> **What to produce**
Repeat the entire listing exactly. Omit all pictures.

#### Material provided ####

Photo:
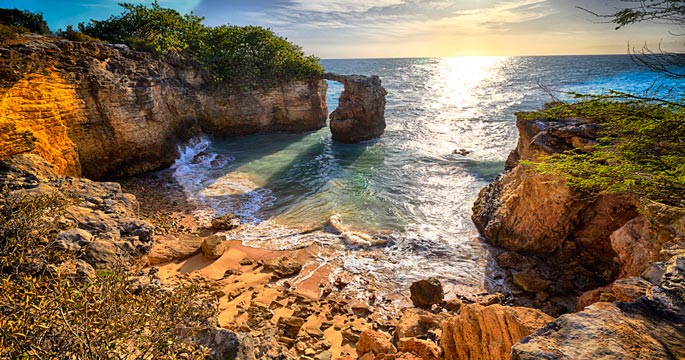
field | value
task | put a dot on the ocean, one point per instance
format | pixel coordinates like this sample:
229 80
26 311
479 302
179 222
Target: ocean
450 126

####

> **Answer below**
Photo:
field | value
task | put a dot on the ocean, one point per instance
format | pixel coordinates like this sample:
229 80
26 311
479 302
179 222
Target: ocean
450 126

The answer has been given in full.